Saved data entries
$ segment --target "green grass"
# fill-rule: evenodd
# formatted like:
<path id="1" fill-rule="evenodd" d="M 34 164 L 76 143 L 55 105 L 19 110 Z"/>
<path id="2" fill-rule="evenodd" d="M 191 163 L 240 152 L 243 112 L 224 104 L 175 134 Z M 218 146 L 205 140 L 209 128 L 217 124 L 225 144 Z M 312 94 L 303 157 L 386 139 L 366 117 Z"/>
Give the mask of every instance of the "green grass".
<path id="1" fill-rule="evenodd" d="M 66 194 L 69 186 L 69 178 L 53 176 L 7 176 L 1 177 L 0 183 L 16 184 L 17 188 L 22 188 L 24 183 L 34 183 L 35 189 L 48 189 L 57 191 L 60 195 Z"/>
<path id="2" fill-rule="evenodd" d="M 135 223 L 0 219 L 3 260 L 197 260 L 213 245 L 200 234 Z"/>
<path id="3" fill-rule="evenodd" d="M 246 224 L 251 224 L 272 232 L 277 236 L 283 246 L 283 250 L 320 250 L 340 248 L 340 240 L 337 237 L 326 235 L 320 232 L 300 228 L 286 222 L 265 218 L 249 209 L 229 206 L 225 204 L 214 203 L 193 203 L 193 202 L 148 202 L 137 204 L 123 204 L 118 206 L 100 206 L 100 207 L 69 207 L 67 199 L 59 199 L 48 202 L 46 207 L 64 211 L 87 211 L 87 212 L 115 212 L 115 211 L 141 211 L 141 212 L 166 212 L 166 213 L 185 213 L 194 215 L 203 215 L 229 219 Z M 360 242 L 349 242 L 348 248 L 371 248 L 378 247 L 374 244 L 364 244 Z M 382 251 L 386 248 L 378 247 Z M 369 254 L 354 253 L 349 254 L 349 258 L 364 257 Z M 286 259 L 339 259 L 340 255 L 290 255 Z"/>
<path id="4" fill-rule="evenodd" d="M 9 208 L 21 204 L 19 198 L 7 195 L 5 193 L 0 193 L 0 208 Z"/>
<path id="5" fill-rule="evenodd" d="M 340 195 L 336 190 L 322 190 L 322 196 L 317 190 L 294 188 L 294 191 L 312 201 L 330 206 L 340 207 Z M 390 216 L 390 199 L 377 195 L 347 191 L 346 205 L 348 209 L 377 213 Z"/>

EXERCISE REQUIREMENTS:
Could you type out every entry again exactly as it stands?

OUTPUT BELOW:
$ segment --target "green grass"
# fill-rule: evenodd
# formatted like:
<path id="1" fill-rule="evenodd" d="M 34 164 L 76 143 L 55 105 L 19 110 Z"/>
<path id="2" fill-rule="evenodd" d="M 191 163 L 240 152 L 243 112 L 224 104 L 175 134 Z M 218 146 L 205 140 L 209 128 L 217 124 L 225 144 Z M 312 94 L 303 157 L 386 139 L 366 117 Z"/>
Give the mask of every instance of the "green grass".
<path id="1" fill-rule="evenodd" d="M 66 194 L 69 186 L 69 178 L 53 176 L 7 176 L 1 177 L 0 183 L 16 184 L 17 188 L 22 188 L 24 183 L 34 183 L 35 189 L 48 189 L 57 191 L 60 195 Z"/>
<path id="2" fill-rule="evenodd" d="M 135 223 L 0 219 L 3 260 L 197 260 L 213 245 L 200 234 Z"/>
<path id="3" fill-rule="evenodd" d="M 246 224 L 251 224 L 272 232 L 277 236 L 283 246 L 283 250 L 320 250 L 340 248 L 340 240 L 337 237 L 326 235 L 320 232 L 300 228 L 286 222 L 265 218 L 249 209 L 229 206 L 225 204 L 214 203 L 193 203 L 193 202 L 148 202 L 137 204 L 123 204 L 118 206 L 100 206 L 100 207 L 69 207 L 67 199 L 59 199 L 48 202 L 46 207 L 64 211 L 87 211 L 87 212 L 115 212 L 115 211 L 141 211 L 141 212 L 166 212 L 166 213 L 185 213 L 194 215 L 203 215 L 229 219 Z M 360 242 L 349 242 L 348 248 L 371 248 L 378 247 L 374 244 L 364 244 Z M 382 251 L 386 248 L 378 247 Z M 369 254 L 354 253 L 349 254 L 349 258 L 364 257 Z M 286 259 L 339 259 L 340 255 L 290 255 Z"/>
<path id="4" fill-rule="evenodd" d="M 9 208 L 21 204 L 19 198 L 7 195 L 5 193 L 0 193 L 0 208 Z"/>
<path id="5" fill-rule="evenodd" d="M 340 195 L 336 190 L 322 190 L 322 196 L 317 190 L 294 188 L 294 191 L 312 201 L 330 206 L 340 207 Z M 390 216 L 390 199 L 377 195 L 347 191 L 346 205 L 348 209 L 377 213 Z"/>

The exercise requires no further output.